━━━━━ Recorded information

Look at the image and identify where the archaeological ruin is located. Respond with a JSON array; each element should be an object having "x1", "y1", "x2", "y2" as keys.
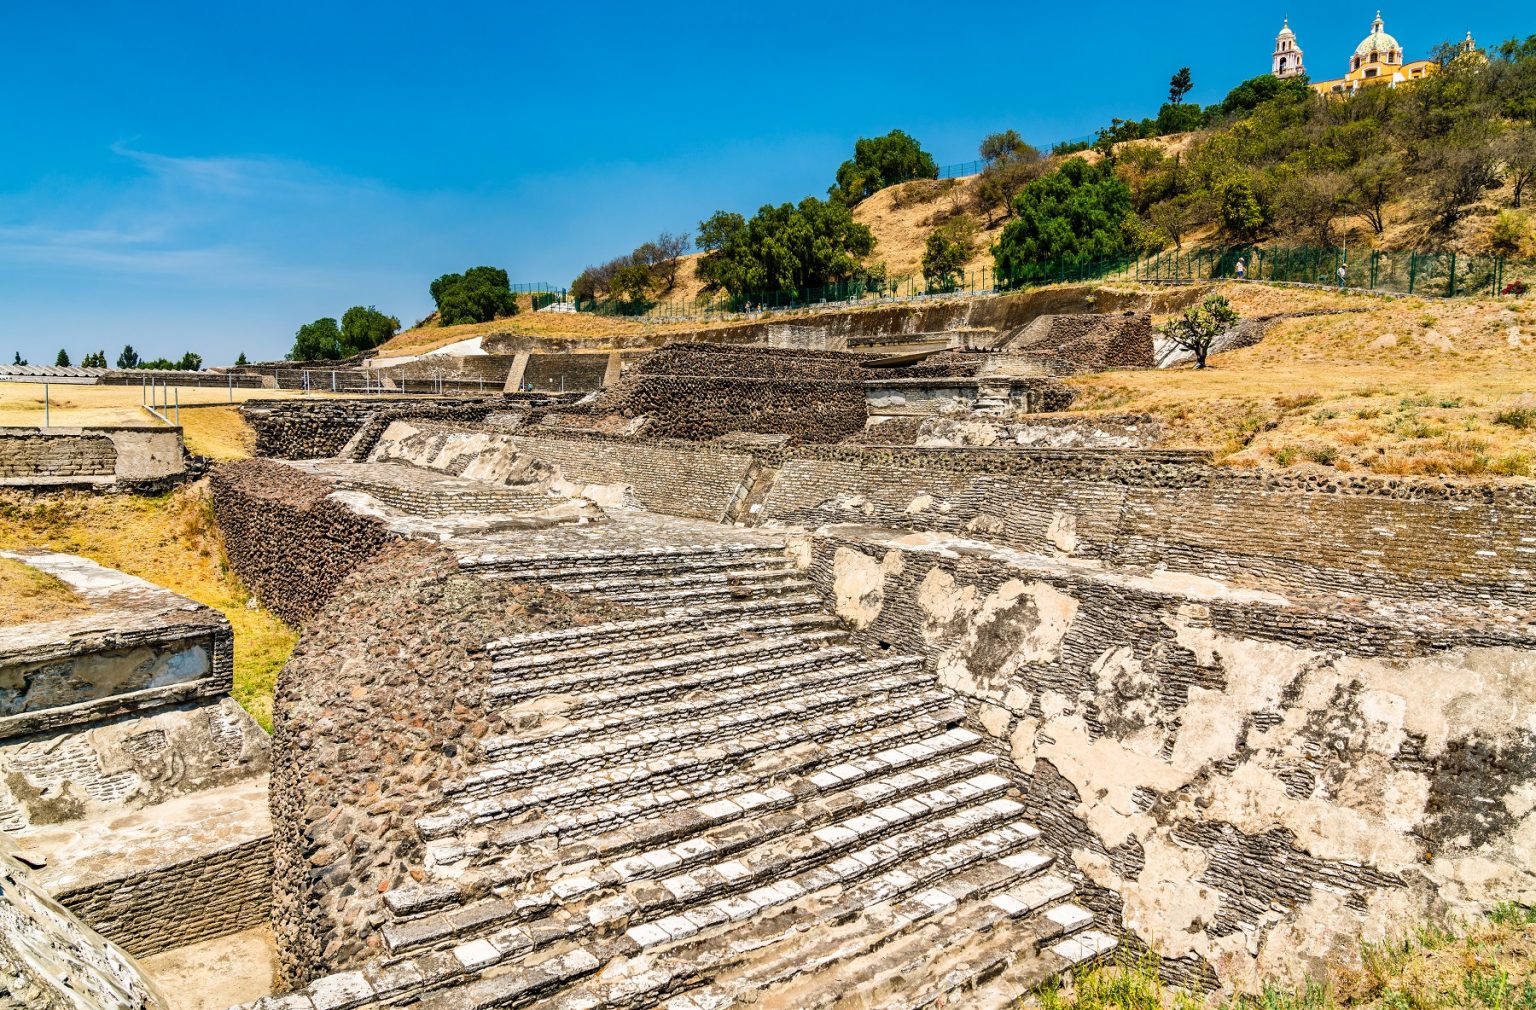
[{"x1": 3, "y1": 289, "x2": 1534, "y2": 1010}]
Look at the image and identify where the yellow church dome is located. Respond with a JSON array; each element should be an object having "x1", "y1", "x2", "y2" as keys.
[{"x1": 1354, "y1": 12, "x2": 1401, "y2": 58}]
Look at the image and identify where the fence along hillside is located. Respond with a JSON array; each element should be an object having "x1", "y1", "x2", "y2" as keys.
[{"x1": 569, "y1": 244, "x2": 1534, "y2": 321}]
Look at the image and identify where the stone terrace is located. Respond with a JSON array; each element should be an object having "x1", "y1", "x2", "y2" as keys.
[{"x1": 234, "y1": 457, "x2": 1115, "y2": 1010}]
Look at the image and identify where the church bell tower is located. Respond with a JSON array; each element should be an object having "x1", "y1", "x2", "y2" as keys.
[{"x1": 1273, "y1": 18, "x2": 1305, "y2": 78}]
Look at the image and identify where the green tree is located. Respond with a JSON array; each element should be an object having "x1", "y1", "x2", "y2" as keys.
[
  {"x1": 1496, "y1": 126, "x2": 1536, "y2": 208},
  {"x1": 176, "y1": 352, "x2": 203, "y2": 371},
  {"x1": 1487, "y1": 211, "x2": 1532, "y2": 258},
  {"x1": 696, "y1": 211, "x2": 746, "y2": 252},
  {"x1": 116, "y1": 345, "x2": 139, "y2": 369},
  {"x1": 54, "y1": 349, "x2": 70, "y2": 368},
  {"x1": 235, "y1": 352, "x2": 248, "y2": 366},
  {"x1": 1215, "y1": 178, "x2": 1269, "y2": 240},
  {"x1": 992, "y1": 157, "x2": 1133, "y2": 279},
  {"x1": 1155, "y1": 102, "x2": 1207, "y2": 134},
  {"x1": 922, "y1": 217, "x2": 978, "y2": 291},
  {"x1": 340, "y1": 306, "x2": 400, "y2": 355},
  {"x1": 1161, "y1": 295, "x2": 1241, "y2": 369},
  {"x1": 608, "y1": 262, "x2": 656, "y2": 304},
  {"x1": 1168, "y1": 67, "x2": 1193, "y2": 105},
  {"x1": 430, "y1": 266, "x2": 518, "y2": 326},
  {"x1": 832, "y1": 130, "x2": 938, "y2": 205},
  {"x1": 81, "y1": 350, "x2": 107, "y2": 368},
  {"x1": 1214, "y1": 74, "x2": 1312, "y2": 119},
  {"x1": 695, "y1": 196, "x2": 876, "y2": 298},
  {"x1": 12, "y1": 352, "x2": 26, "y2": 366},
  {"x1": 979, "y1": 130, "x2": 1032, "y2": 164},
  {"x1": 289, "y1": 318, "x2": 342, "y2": 360}
]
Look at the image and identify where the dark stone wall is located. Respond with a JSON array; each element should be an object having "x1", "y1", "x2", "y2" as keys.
[
  {"x1": 241, "y1": 397, "x2": 507, "y2": 460},
  {"x1": 0, "y1": 431, "x2": 115, "y2": 482},
  {"x1": 210, "y1": 459, "x2": 398, "y2": 626}
]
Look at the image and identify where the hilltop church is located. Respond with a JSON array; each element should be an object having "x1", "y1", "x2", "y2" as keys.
[{"x1": 1271, "y1": 11, "x2": 1476, "y2": 95}]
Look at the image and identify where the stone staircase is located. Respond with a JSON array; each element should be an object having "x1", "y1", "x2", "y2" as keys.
[{"x1": 265, "y1": 536, "x2": 1115, "y2": 1010}]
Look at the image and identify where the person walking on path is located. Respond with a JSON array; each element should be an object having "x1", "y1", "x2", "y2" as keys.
[
  {"x1": 1337, "y1": 263, "x2": 1348, "y2": 289},
  {"x1": 1235, "y1": 258, "x2": 1246, "y2": 281}
]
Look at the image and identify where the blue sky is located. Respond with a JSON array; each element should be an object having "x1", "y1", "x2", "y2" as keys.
[{"x1": 0, "y1": 1, "x2": 1525, "y2": 365}]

━━━━━━━━━━

Copy out the listing word for word and skip its pictures.

» **Solution to this exercise**
Look at the image and identify where the archaeological ruin is located. Respond with a JSON array; each element should be an object having "x1", "y1", "x2", "y2" as keys.
[{"x1": 3, "y1": 289, "x2": 1534, "y2": 1010}]
Look at the image and identify where the yellow church dome is located. Respond with a JSON array; each element should be an object having "x1", "y1", "x2", "y2" as keys.
[{"x1": 1354, "y1": 12, "x2": 1401, "y2": 58}]
Look at the image and identify where the fence along hillside is located. Respond with a JSON array; each element should be an object having "x1", "y1", "x2", "y2" as keys.
[{"x1": 569, "y1": 244, "x2": 1534, "y2": 321}]
Look at the image and identify where the stone terrace is located. Respond with a JSON array; each element should be an object having "x1", "y1", "x2", "y2" as keys.
[{"x1": 234, "y1": 457, "x2": 1115, "y2": 1010}]
Look at the image and identify where the church bell tower is located. Respond with a JSON array; each element should be an object having "x1", "y1", "x2", "y2" as keys.
[{"x1": 1273, "y1": 18, "x2": 1305, "y2": 78}]
Look at the image and identify where the green tree is located. Respond with a JSON array; each element should be an object having "x1", "y1", "x2", "y2" as keys.
[
  {"x1": 1496, "y1": 126, "x2": 1536, "y2": 208},
  {"x1": 176, "y1": 352, "x2": 203, "y2": 371},
  {"x1": 1487, "y1": 211, "x2": 1532, "y2": 258},
  {"x1": 696, "y1": 211, "x2": 746, "y2": 252},
  {"x1": 116, "y1": 345, "x2": 139, "y2": 369},
  {"x1": 54, "y1": 349, "x2": 70, "y2": 368},
  {"x1": 235, "y1": 352, "x2": 248, "y2": 366},
  {"x1": 1215, "y1": 178, "x2": 1269, "y2": 240},
  {"x1": 992, "y1": 157, "x2": 1133, "y2": 279},
  {"x1": 1155, "y1": 102, "x2": 1207, "y2": 134},
  {"x1": 922, "y1": 217, "x2": 978, "y2": 291},
  {"x1": 340, "y1": 306, "x2": 400, "y2": 355},
  {"x1": 1161, "y1": 295, "x2": 1241, "y2": 369},
  {"x1": 608, "y1": 262, "x2": 656, "y2": 304},
  {"x1": 1168, "y1": 67, "x2": 1193, "y2": 105},
  {"x1": 430, "y1": 266, "x2": 518, "y2": 326},
  {"x1": 832, "y1": 130, "x2": 938, "y2": 205},
  {"x1": 81, "y1": 350, "x2": 107, "y2": 368},
  {"x1": 1214, "y1": 74, "x2": 1312, "y2": 119},
  {"x1": 695, "y1": 196, "x2": 876, "y2": 298},
  {"x1": 12, "y1": 352, "x2": 26, "y2": 366},
  {"x1": 979, "y1": 130, "x2": 1032, "y2": 164},
  {"x1": 289, "y1": 318, "x2": 342, "y2": 360}
]
Look at the image and identify where the dark stone wall is located. Respond with a JSON array; each element should be an object having "x1", "y1", "x2", "y2" as keys.
[
  {"x1": 241, "y1": 397, "x2": 507, "y2": 460},
  {"x1": 0, "y1": 431, "x2": 115, "y2": 482},
  {"x1": 210, "y1": 459, "x2": 398, "y2": 626}
]
Look at the image and identify where the hilltop church is located. Respond with a JSON array; each element should be an object having "x1", "y1", "x2", "y2" as keys.
[{"x1": 1271, "y1": 11, "x2": 1476, "y2": 95}]
Look at the image and identify where the stone staircase is located. Respond with a JSON array; each element should be an object having "x1", "y1", "x2", "y2" as keys.
[{"x1": 265, "y1": 536, "x2": 1115, "y2": 1010}]
Look at the image and identify where the person walking on path is located. Respond with a JSON array; each element should be an object having "x1", "y1", "x2", "y2" as keys.
[
  {"x1": 1337, "y1": 263, "x2": 1348, "y2": 289},
  {"x1": 1235, "y1": 258, "x2": 1246, "y2": 281}
]
Look at the image and identify where the blue sky is located. Respond with a JSON array; each element should be an object having "x1", "y1", "x2", "y2" as keys.
[{"x1": 0, "y1": 1, "x2": 1525, "y2": 365}]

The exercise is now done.